▶ Passage to read
* START *
Joseph Gordon, Director, Advisory, PwC Bermuda,

Growth in global insurance, and the subsequent naturally occurring expiry or capital exit are reasons for an increase in the global non-life run-off market.

Estimated liabilities rose 11 per cent to $960bn since the beginning of 2021, according to PwC’s latest Global Insurance Run-off Survey.

PwC estimated that over half the growth since the last survey has come from North America, as acquirers use an abundant stream of capital to satisfy the strong insurer demand for legacy solutions.

The past 18 months have seen high levels of deal flow including more transactions valued at more than $300m.

Joseph Gordon, director, advisory, PwC Bermuda, said: “Established players are using their Bermuda reinsurance carriers to undertake a number of significant transactions.

“This has been in part driven by insurers and reinsurers seeking to use run-off solutions to manage risk, free up capital and improve returns.

“As a leading domicile for non-life run-off insurance and legacy solutions, the island remains attractive as a hub for run-off acquirers with ready-made infrastructure and resources complemented by a regulatory environment that has a track record in supporting the sector.

“We expect further establishment of Bermuda entities from run-off players in, and beyond, 2022 with the Bermuda Monetary Authority continuing to set the standard for regulation in respect of run-off operations, and Bermuda run-off reinsurers continuing to set the pace with run-off transactions that are both innovative from a structuring perspective and of a scale that the market has not seen before.”

With the strong pipeline of legacy deals for the foreseeable future, PwC also estimates that there are $68bn in material legacy liabilities on the balance sheets of manufacturing companies and other non-insurance corporations.

Established run-off acquirers and new bespoke entrants are increasingly targeting this sector as corporations look to gain finality for long running asbestos and environmental exposures that continue to be a drag on financial performance.
* END *
▶ Task 1
In the records, switch "vertical blind" to "window blind" in the lines starting with the line containing "Where can the vertical" and going on through the line containing "point(38, 127)". Give those lines back with nothing else changed.
The text about insurance run-off has no connection to the records.

▶ Extracted information
* START *
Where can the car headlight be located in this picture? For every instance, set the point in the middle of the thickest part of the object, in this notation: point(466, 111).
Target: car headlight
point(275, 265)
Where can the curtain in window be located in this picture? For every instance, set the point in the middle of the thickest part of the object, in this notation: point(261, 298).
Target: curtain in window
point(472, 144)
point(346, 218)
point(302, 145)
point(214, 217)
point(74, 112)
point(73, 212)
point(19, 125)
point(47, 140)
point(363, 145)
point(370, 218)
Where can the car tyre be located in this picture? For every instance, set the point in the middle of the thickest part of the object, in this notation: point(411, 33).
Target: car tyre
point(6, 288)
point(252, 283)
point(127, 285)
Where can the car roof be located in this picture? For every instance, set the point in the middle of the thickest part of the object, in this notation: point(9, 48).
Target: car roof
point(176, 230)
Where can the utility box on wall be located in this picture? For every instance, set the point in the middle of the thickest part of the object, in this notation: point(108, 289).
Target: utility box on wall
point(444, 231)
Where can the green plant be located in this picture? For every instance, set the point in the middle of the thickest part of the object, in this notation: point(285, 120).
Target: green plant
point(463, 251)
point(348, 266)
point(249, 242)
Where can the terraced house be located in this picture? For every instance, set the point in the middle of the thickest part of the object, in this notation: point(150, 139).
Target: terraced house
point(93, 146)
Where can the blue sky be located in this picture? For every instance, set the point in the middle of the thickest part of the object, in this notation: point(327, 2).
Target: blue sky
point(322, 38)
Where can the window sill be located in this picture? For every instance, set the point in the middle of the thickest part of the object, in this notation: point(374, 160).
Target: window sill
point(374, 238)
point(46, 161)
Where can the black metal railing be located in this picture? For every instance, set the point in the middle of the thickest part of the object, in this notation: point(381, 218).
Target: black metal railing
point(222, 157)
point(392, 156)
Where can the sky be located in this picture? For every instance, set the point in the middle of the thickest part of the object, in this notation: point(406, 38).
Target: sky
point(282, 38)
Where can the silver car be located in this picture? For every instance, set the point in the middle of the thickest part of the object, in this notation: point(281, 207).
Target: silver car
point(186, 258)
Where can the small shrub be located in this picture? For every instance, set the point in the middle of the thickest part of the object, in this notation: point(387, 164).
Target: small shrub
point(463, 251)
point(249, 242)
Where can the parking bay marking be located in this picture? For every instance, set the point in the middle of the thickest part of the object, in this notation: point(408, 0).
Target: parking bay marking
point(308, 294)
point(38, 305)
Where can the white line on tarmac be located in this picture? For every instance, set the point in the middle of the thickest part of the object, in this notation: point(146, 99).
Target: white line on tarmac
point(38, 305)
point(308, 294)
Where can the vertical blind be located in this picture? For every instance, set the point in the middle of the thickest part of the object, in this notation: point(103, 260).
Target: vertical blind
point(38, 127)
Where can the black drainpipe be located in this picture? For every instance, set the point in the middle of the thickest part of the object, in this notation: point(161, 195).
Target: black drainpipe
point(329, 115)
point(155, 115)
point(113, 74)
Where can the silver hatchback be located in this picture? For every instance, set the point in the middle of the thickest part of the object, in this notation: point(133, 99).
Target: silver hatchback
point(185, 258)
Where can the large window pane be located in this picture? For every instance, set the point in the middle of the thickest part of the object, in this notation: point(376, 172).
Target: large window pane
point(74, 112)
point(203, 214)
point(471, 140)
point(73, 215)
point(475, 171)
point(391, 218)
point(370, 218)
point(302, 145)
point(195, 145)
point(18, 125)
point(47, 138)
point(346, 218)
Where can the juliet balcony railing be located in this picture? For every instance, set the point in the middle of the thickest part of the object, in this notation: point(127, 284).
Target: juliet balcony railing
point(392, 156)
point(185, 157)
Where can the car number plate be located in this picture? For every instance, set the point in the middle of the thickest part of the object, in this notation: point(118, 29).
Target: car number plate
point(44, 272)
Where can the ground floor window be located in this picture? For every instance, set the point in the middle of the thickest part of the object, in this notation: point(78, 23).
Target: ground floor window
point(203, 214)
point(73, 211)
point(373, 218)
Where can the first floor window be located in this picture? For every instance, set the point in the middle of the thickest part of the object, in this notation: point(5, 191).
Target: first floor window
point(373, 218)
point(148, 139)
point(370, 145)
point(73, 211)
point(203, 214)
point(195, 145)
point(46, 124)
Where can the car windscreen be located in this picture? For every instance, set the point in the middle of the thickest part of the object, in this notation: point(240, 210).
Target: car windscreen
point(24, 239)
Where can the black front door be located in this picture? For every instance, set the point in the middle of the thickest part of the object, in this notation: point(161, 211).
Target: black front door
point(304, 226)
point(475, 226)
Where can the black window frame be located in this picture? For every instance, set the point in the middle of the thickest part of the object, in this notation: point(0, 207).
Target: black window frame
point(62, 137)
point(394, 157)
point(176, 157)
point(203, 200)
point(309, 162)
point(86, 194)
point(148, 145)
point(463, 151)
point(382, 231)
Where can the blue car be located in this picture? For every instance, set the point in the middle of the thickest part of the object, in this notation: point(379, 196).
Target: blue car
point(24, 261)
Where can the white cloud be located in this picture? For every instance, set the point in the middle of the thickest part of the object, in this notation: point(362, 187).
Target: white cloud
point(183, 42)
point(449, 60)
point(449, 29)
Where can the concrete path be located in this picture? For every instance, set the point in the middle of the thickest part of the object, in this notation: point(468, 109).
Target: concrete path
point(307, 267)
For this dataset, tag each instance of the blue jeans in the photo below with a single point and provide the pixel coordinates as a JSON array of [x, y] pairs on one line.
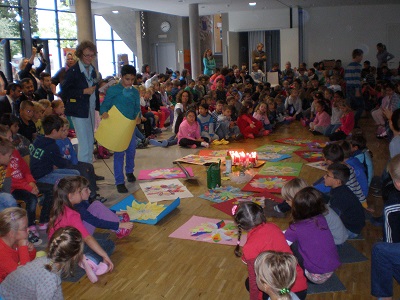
[[385, 264], [7, 200], [129, 162], [30, 202], [58, 174]]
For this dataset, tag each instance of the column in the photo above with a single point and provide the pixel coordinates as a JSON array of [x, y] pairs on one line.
[[84, 20], [194, 40]]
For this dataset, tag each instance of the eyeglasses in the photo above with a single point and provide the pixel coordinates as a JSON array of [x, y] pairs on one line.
[[89, 55]]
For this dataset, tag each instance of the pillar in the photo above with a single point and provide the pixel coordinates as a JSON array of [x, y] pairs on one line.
[[194, 40], [84, 20]]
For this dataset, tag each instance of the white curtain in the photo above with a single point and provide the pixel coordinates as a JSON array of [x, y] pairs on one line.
[[255, 37]]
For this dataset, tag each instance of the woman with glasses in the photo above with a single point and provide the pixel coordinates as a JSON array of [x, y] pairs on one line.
[[81, 96]]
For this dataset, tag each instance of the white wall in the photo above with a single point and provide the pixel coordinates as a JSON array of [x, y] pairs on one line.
[[333, 32], [259, 20]]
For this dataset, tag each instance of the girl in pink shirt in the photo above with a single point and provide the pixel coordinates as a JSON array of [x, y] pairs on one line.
[[68, 192], [189, 132], [322, 118]]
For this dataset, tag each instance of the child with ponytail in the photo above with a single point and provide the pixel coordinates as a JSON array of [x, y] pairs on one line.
[[262, 236]]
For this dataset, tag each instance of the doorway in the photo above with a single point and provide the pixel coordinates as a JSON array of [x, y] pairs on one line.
[[165, 54]]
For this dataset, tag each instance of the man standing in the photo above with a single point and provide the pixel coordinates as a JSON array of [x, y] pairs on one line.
[[352, 76]]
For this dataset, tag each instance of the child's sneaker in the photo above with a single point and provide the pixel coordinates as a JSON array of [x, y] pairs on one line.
[[86, 264], [43, 226]]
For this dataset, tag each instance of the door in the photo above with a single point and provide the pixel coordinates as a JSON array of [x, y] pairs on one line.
[[165, 54]]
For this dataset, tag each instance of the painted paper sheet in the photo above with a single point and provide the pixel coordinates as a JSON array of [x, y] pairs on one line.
[[215, 231], [273, 157], [223, 193], [258, 198], [281, 168], [199, 160], [217, 153], [322, 165], [163, 173], [115, 132], [262, 183], [283, 149], [164, 190], [297, 141], [147, 213], [310, 156]]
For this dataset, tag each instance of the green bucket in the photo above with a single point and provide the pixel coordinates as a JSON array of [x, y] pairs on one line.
[[214, 175]]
* END *
▶ Task 2
List every dollar amount that appears in the text on the insurance run-off market.

▶ Task solution 1
Where can the window blind be located in this picture? For every instance, set the point in the middle of the thickest part of the object, in this notation: point(103, 260).
Target: window blind
point(38, 127)

▶ Task solution 2
$960bn, $300m, $68bn